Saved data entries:

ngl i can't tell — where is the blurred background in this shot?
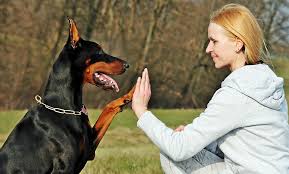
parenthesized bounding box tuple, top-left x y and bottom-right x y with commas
(1, 0, 289, 110)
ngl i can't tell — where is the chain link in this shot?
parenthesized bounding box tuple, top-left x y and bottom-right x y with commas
(34, 95, 82, 116)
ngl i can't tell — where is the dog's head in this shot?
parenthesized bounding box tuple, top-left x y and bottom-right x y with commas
(66, 18, 128, 92)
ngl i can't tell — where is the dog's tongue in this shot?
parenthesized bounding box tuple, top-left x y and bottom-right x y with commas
(95, 73, 119, 92)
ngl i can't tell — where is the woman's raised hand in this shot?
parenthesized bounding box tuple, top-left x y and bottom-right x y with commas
(132, 68, 151, 118)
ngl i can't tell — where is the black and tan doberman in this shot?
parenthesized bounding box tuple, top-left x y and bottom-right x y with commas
(0, 19, 135, 174)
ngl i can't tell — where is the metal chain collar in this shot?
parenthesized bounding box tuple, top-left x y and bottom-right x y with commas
(34, 95, 82, 116)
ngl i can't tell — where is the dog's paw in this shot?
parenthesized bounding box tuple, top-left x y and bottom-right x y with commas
(121, 86, 135, 105)
(105, 86, 136, 109)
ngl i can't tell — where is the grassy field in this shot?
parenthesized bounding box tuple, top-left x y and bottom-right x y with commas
(0, 109, 201, 174)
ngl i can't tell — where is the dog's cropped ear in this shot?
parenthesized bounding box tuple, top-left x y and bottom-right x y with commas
(68, 18, 80, 49)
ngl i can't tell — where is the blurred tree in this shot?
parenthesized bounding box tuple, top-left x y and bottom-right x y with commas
(0, 0, 288, 109)
(261, 0, 289, 53)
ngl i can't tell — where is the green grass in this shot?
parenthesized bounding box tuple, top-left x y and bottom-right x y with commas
(0, 110, 25, 143)
(0, 109, 200, 174)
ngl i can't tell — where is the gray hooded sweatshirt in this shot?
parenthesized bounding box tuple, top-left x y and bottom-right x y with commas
(137, 64, 289, 174)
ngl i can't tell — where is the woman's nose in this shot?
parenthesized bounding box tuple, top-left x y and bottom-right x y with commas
(205, 41, 213, 53)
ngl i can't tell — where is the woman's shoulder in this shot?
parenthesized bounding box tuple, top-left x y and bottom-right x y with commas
(220, 64, 285, 110)
(221, 64, 282, 88)
(228, 63, 274, 77)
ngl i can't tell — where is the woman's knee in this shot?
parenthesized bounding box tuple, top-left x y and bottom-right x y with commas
(159, 150, 225, 174)
(159, 153, 171, 172)
(159, 152, 187, 174)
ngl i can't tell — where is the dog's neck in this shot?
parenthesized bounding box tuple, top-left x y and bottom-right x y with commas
(43, 50, 83, 111)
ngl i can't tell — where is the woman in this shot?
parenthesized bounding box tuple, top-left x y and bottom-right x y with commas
(132, 4, 289, 174)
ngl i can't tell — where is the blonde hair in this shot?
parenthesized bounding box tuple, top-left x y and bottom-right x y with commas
(210, 4, 266, 65)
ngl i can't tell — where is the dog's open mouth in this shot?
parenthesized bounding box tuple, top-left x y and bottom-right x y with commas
(93, 72, 119, 92)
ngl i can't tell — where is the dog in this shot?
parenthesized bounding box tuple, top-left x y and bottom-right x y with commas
(0, 18, 135, 174)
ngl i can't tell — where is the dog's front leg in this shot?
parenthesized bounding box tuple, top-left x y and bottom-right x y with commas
(89, 86, 135, 159)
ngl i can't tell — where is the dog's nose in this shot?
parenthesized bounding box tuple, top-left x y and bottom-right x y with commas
(124, 63, 129, 69)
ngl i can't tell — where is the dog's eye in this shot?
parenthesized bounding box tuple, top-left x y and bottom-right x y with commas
(85, 59, 91, 65)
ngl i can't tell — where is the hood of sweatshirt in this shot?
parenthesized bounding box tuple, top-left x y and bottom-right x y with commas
(222, 64, 285, 110)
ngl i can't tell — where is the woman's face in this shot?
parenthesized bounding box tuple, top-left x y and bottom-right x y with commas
(206, 23, 239, 70)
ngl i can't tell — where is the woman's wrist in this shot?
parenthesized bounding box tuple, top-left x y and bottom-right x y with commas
(134, 108, 148, 119)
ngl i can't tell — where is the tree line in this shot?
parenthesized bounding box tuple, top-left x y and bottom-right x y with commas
(0, 0, 288, 109)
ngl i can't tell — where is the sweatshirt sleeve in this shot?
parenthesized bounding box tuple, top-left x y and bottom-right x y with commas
(137, 87, 247, 161)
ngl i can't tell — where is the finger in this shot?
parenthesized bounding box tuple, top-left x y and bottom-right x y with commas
(133, 77, 141, 98)
(146, 68, 150, 82)
(174, 128, 180, 132)
(144, 68, 149, 92)
(147, 69, 151, 96)
(140, 70, 145, 94)
(174, 125, 185, 132)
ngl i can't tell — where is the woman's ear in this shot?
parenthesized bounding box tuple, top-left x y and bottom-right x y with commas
(235, 38, 244, 53)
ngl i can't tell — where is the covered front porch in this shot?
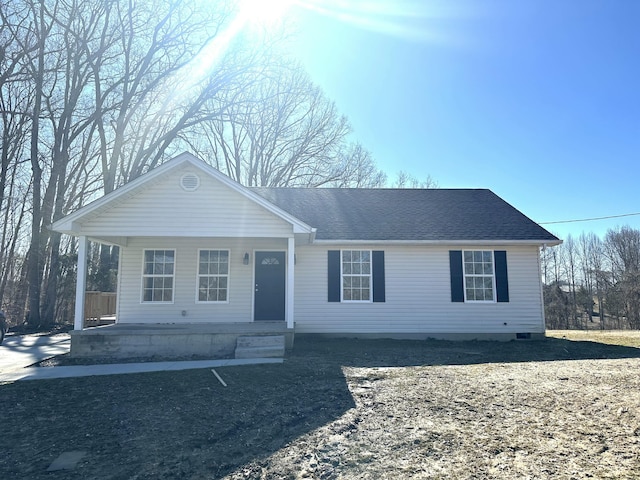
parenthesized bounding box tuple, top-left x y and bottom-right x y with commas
(69, 235, 302, 359)
(51, 154, 317, 359)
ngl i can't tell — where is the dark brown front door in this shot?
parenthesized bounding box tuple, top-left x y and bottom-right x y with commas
(254, 251, 286, 321)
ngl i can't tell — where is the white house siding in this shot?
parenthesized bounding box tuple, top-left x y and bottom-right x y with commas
(78, 165, 293, 238)
(117, 237, 288, 324)
(294, 244, 545, 335)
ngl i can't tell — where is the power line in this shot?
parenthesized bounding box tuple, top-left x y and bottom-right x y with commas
(539, 212, 640, 225)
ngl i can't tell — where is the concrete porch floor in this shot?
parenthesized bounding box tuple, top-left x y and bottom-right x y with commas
(70, 322, 293, 359)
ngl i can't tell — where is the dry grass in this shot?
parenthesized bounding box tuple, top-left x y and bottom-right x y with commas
(1, 332, 639, 479)
(547, 329, 640, 347)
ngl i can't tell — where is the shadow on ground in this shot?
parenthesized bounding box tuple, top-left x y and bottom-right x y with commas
(0, 360, 355, 479)
(291, 334, 640, 368)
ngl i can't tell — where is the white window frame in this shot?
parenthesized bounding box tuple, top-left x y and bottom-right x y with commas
(341, 249, 372, 303)
(141, 249, 176, 304)
(462, 250, 496, 303)
(196, 249, 230, 304)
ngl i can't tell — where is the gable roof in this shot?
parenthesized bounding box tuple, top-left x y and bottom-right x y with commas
(51, 152, 315, 238)
(252, 187, 560, 244)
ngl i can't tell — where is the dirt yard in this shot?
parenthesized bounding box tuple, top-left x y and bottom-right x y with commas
(1, 332, 639, 479)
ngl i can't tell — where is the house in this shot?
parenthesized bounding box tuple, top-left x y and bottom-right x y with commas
(51, 152, 561, 358)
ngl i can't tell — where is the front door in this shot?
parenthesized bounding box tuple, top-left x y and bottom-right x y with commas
(254, 251, 286, 321)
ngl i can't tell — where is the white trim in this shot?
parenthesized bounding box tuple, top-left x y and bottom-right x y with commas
(340, 249, 373, 303)
(537, 246, 547, 331)
(314, 239, 562, 246)
(195, 248, 230, 304)
(462, 250, 497, 303)
(287, 238, 295, 329)
(140, 248, 176, 304)
(74, 236, 88, 330)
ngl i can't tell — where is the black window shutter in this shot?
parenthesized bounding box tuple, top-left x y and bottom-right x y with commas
(449, 250, 464, 302)
(494, 250, 510, 302)
(327, 250, 341, 302)
(372, 251, 385, 302)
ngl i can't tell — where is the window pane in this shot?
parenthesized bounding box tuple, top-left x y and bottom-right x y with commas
(462, 251, 495, 302)
(341, 250, 372, 302)
(143, 250, 175, 302)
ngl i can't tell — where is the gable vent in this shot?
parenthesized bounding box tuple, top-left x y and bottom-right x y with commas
(180, 173, 200, 192)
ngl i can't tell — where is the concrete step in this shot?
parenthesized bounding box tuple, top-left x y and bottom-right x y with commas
(235, 335, 285, 359)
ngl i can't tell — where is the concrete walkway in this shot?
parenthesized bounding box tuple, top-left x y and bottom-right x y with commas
(0, 333, 283, 383)
(0, 357, 283, 383)
(0, 333, 71, 373)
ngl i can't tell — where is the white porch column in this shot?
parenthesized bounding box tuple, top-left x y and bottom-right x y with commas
(74, 235, 88, 330)
(286, 237, 295, 329)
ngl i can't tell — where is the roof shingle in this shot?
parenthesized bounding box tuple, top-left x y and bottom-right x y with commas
(251, 187, 559, 242)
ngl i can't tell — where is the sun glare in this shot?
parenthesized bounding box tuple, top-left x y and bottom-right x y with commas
(295, 0, 461, 43)
(239, 0, 295, 28)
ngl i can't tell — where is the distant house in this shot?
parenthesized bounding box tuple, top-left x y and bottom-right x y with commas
(52, 152, 561, 358)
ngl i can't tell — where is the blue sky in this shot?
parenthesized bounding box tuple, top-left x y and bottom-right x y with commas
(282, 0, 640, 241)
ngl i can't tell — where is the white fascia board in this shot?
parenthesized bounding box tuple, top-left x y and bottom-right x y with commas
(311, 239, 563, 247)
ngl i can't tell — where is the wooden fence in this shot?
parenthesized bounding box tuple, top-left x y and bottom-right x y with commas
(84, 291, 117, 327)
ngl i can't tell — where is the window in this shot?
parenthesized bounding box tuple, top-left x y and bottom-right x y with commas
(463, 250, 495, 301)
(450, 250, 509, 303)
(342, 250, 371, 302)
(142, 250, 175, 302)
(197, 250, 229, 302)
(328, 250, 385, 303)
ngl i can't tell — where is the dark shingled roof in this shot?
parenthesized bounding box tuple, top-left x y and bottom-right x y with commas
(251, 188, 559, 242)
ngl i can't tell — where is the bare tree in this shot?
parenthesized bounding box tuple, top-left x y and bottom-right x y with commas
(604, 226, 640, 328)
(392, 170, 438, 189)
(190, 59, 386, 187)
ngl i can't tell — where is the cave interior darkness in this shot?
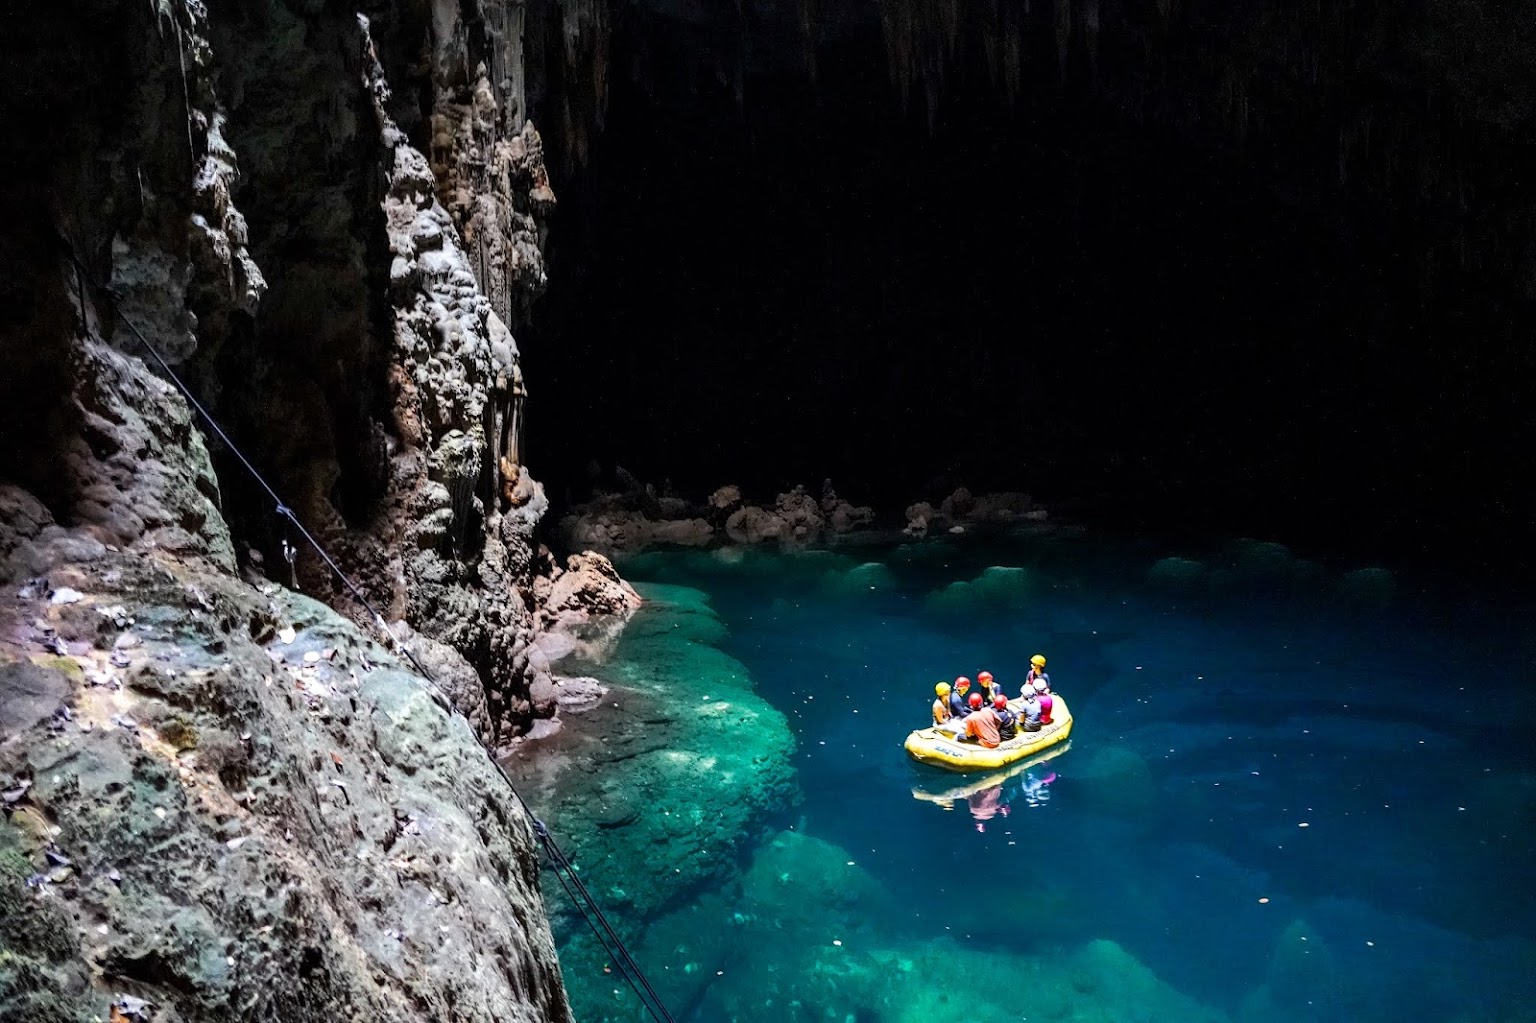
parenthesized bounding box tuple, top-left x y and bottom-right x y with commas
(522, 0, 1536, 576)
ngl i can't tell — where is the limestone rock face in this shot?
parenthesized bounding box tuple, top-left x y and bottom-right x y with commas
(0, 3, 581, 1021)
(358, 17, 558, 744)
(559, 504, 715, 551)
(0, 520, 572, 1023)
(540, 551, 643, 629)
(61, 340, 237, 573)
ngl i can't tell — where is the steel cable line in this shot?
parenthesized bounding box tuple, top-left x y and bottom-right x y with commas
(60, 238, 678, 1023)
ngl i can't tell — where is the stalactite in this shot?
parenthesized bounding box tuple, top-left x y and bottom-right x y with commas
(1054, 0, 1071, 80)
(798, 0, 818, 82)
(877, 0, 1029, 124)
(556, 0, 610, 168)
(173, 18, 194, 162)
(1082, 0, 1099, 77)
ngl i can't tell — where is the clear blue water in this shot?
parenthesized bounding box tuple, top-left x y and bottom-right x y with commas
(552, 532, 1536, 1023)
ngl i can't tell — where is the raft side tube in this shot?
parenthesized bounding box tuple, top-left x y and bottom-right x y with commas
(904, 696, 1074, 773)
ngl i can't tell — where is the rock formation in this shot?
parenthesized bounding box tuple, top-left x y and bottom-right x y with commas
(0, 502, 571, 1023)
(0, 1, 603, 1018)
(562, 479, 879, 552)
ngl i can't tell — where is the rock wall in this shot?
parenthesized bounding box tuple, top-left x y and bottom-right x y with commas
(0, 496, 571, 1023)
(182, 0, 573, 747)
(0, 0, 586, 1019)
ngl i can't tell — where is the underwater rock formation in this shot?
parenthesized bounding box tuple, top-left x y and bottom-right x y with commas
(557, 823, 1231, 1023)
(505, 583, 799, 929)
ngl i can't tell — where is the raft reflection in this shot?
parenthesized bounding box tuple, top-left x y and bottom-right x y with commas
(910, 742, 1071, 830)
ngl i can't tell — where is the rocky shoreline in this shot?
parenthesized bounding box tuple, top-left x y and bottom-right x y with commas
(560, 478, 1051, 554)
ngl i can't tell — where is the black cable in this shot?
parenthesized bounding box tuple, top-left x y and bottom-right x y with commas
(544, 846, 665, 1023)
(543, 835, 678, 1023)
(59, 238, 679, 1021)
(502, 779, 678, 1023)
(59, 242, 430, 675)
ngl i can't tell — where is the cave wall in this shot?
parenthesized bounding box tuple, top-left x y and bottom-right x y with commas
(0, 1, 578, 1018)
(0, 0, 569, 746)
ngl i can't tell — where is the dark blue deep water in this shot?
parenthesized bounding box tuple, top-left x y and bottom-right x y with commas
(558, 532, 1536, 1023)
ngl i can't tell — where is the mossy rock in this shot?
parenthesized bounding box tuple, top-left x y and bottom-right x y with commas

- **WORK INSTRUCTIONS**
Would you please copy exactly the part of the entries above that begins at the line containing "ngl i can't tell — where is the shadow" and ends at the line containing "ngl i can't tell — where is the white window", both lines included?

- **SOLUTION TO THE PROBLEM**
ngl i can't tell — where is the shadow on ground in this shot?
parenthesized bounding box tuple, top-left x y and bottom-right x y with commas
(0, 360, 355, 479)
(291, 334, 640, 368)
ngl i can't tell — where is the white window frame in this shot?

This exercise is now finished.